Pick out every line of the entries below where "black" occurs, and copy those lines.

%%

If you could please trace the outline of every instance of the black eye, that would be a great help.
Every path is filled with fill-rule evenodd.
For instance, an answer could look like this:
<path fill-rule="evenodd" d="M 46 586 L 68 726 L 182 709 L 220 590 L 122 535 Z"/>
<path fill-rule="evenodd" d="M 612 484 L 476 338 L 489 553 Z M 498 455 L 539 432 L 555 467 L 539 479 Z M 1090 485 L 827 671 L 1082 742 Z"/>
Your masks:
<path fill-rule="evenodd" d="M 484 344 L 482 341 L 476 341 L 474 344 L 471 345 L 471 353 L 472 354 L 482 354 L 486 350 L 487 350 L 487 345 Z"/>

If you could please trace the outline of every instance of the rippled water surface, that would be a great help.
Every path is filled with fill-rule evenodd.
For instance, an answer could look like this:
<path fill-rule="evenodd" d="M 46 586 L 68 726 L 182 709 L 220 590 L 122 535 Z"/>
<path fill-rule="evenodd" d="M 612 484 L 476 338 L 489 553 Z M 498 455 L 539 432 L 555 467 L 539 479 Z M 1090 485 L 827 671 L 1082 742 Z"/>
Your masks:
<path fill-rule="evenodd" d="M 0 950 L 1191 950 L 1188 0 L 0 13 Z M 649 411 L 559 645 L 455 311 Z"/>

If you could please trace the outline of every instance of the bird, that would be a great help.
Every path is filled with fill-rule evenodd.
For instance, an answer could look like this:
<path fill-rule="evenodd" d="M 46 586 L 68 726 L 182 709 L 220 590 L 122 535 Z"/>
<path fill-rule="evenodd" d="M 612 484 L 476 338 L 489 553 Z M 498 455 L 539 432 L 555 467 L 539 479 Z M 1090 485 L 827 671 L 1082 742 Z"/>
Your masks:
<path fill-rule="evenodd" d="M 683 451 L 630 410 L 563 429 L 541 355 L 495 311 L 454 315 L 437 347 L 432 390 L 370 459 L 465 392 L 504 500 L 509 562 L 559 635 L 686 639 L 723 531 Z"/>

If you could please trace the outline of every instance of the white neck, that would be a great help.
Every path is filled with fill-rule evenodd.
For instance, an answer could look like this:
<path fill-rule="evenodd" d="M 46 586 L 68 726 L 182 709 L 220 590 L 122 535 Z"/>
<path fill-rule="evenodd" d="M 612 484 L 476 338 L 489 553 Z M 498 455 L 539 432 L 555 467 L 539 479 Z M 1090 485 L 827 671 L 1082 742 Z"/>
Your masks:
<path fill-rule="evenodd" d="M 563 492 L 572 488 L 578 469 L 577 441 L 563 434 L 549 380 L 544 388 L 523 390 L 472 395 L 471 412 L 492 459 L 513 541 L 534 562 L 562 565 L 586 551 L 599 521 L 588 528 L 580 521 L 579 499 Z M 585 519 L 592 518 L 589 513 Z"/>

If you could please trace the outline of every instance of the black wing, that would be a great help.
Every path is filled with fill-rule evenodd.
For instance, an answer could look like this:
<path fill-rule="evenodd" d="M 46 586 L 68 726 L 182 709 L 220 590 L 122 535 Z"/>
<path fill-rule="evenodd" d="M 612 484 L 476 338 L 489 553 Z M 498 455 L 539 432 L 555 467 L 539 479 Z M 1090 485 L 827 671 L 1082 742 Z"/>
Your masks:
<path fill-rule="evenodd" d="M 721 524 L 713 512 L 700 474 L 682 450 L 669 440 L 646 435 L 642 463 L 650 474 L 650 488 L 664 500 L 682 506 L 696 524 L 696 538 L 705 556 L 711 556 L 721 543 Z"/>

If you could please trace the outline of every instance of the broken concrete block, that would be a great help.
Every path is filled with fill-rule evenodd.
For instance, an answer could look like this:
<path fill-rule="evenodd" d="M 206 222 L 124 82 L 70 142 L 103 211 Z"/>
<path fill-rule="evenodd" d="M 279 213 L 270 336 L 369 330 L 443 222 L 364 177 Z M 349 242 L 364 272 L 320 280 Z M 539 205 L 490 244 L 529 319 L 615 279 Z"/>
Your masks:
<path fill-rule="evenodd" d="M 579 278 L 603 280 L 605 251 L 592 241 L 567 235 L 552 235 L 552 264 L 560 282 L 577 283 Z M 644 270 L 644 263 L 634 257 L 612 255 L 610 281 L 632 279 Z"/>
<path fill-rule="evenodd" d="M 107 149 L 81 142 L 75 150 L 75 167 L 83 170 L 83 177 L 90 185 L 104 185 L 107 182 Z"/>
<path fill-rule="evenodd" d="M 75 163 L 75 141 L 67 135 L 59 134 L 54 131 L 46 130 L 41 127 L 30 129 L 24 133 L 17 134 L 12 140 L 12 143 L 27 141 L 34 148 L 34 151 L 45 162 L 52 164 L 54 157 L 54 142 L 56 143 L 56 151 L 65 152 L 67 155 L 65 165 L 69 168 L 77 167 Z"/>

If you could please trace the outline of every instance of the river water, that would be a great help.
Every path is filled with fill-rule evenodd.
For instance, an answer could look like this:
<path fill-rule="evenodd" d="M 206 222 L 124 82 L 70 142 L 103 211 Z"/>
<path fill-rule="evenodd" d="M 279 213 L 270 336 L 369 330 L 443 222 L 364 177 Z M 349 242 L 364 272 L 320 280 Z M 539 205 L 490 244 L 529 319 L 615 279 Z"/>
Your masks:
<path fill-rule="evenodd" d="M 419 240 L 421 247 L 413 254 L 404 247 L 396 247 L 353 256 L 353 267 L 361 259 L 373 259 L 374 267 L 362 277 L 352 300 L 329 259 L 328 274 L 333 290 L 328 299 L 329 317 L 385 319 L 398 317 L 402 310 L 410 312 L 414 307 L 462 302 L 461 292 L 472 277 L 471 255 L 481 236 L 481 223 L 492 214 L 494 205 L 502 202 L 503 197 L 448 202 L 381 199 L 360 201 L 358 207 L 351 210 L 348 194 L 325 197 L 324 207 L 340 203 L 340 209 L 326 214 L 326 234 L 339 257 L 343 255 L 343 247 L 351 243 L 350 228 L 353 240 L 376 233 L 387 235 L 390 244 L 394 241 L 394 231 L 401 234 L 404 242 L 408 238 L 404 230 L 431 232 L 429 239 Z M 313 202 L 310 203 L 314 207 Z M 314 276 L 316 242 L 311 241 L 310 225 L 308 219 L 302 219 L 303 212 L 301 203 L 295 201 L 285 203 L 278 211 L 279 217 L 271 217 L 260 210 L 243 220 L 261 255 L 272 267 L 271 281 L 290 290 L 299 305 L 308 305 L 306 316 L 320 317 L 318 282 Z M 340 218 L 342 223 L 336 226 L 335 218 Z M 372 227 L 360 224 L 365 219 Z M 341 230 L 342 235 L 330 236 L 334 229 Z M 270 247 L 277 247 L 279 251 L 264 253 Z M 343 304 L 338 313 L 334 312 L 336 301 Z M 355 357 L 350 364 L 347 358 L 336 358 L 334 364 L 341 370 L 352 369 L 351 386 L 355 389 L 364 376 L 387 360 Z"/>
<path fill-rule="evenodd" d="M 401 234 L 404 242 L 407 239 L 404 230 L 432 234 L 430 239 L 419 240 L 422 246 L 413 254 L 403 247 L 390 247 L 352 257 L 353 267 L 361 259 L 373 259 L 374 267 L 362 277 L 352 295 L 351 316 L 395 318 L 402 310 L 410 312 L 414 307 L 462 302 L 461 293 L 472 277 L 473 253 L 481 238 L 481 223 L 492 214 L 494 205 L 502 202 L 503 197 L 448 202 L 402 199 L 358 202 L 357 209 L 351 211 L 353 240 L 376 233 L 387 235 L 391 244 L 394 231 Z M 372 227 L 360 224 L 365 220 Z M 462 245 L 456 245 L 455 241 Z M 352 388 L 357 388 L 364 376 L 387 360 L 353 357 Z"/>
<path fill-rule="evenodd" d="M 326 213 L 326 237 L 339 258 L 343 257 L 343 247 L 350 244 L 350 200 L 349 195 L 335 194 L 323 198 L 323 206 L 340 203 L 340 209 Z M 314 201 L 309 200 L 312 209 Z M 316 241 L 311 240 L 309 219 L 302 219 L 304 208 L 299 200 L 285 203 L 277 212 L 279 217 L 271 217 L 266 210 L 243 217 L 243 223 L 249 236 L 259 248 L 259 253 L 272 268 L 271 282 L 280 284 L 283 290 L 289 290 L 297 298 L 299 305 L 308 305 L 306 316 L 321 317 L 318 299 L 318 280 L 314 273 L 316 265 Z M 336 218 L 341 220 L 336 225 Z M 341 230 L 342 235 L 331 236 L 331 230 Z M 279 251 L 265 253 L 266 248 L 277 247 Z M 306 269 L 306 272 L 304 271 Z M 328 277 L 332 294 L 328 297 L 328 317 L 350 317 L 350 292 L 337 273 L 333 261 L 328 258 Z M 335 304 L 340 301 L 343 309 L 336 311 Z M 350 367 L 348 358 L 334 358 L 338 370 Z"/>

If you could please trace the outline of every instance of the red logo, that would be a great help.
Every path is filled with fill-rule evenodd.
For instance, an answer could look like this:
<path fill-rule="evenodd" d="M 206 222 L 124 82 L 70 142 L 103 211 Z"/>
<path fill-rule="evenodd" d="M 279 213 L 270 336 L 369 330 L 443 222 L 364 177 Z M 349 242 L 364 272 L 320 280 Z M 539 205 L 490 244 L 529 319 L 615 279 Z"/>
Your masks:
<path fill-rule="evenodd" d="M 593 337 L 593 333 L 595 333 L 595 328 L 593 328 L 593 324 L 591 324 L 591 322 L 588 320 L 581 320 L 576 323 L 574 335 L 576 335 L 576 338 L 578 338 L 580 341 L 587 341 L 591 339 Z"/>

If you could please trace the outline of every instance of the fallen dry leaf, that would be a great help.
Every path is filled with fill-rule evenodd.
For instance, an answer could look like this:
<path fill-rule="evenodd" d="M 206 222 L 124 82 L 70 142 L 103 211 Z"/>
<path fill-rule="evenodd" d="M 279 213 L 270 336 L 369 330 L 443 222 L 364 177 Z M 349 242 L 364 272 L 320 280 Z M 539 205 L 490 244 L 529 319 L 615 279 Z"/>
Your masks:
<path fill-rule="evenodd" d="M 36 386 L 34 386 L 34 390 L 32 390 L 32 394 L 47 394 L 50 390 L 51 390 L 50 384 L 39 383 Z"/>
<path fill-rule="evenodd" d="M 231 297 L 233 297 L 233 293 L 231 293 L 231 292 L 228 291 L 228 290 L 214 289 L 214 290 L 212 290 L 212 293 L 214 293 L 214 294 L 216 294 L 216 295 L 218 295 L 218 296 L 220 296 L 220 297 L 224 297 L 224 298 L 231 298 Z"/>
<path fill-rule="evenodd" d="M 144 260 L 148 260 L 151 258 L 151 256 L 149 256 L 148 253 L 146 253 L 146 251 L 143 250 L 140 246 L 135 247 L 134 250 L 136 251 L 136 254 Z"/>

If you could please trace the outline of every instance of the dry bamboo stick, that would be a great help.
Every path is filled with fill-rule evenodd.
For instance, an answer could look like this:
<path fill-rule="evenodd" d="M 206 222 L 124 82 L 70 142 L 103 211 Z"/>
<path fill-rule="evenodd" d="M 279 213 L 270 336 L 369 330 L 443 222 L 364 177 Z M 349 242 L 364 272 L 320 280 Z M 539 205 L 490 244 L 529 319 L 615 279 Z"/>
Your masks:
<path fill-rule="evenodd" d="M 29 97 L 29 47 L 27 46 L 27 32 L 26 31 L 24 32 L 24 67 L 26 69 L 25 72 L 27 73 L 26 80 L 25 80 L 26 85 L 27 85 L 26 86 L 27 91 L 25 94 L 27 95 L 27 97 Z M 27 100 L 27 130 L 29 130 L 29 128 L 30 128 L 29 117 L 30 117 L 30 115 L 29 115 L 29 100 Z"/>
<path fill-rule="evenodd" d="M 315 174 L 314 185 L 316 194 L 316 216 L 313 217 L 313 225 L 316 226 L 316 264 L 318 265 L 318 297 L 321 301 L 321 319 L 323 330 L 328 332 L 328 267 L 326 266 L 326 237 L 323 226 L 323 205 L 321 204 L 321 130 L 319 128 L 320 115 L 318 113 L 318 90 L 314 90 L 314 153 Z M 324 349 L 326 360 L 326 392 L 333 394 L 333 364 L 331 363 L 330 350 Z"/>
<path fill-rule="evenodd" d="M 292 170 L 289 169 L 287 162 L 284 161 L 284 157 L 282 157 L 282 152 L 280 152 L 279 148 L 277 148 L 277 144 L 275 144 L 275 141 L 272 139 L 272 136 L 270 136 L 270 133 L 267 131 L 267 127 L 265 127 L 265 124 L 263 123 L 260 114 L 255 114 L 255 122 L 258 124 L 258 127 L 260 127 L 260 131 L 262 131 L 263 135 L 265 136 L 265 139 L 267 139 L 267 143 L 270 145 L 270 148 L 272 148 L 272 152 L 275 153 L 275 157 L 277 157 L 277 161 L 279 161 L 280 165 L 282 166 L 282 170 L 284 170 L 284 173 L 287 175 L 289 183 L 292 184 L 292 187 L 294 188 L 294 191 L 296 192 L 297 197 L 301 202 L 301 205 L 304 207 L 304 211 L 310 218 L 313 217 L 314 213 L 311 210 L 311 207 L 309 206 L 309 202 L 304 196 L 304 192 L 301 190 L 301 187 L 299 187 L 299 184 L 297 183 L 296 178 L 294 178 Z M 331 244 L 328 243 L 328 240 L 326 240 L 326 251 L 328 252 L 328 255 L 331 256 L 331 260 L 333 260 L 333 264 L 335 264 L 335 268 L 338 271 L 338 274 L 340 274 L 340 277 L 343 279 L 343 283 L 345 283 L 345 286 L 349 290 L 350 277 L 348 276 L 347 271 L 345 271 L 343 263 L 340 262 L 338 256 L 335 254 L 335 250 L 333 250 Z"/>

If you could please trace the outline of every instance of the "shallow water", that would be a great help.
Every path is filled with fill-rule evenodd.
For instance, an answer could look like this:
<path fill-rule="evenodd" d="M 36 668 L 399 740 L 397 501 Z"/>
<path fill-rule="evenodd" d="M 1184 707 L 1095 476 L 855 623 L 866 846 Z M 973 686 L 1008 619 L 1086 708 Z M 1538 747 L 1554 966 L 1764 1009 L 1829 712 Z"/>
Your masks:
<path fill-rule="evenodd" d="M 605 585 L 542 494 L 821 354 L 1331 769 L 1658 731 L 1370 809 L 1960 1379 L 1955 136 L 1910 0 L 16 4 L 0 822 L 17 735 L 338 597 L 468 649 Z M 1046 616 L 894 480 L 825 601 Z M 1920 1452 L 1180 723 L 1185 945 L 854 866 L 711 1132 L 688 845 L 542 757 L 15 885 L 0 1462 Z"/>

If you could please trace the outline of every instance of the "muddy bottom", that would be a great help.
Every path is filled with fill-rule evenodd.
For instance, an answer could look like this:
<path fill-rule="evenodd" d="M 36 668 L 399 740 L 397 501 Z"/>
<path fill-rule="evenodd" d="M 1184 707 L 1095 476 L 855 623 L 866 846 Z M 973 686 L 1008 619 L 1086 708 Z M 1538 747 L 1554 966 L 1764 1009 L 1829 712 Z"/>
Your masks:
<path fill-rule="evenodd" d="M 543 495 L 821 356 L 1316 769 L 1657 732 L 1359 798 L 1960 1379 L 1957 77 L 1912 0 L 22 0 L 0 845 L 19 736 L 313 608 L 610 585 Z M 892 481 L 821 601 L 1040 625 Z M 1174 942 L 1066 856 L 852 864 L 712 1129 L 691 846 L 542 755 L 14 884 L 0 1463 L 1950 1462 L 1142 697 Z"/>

%%

Result below >>
If you could please trace the outline of every instance of the black eye, that would be a great help.
If you could please trace the outline of every instance of the black wing, that would be a great help.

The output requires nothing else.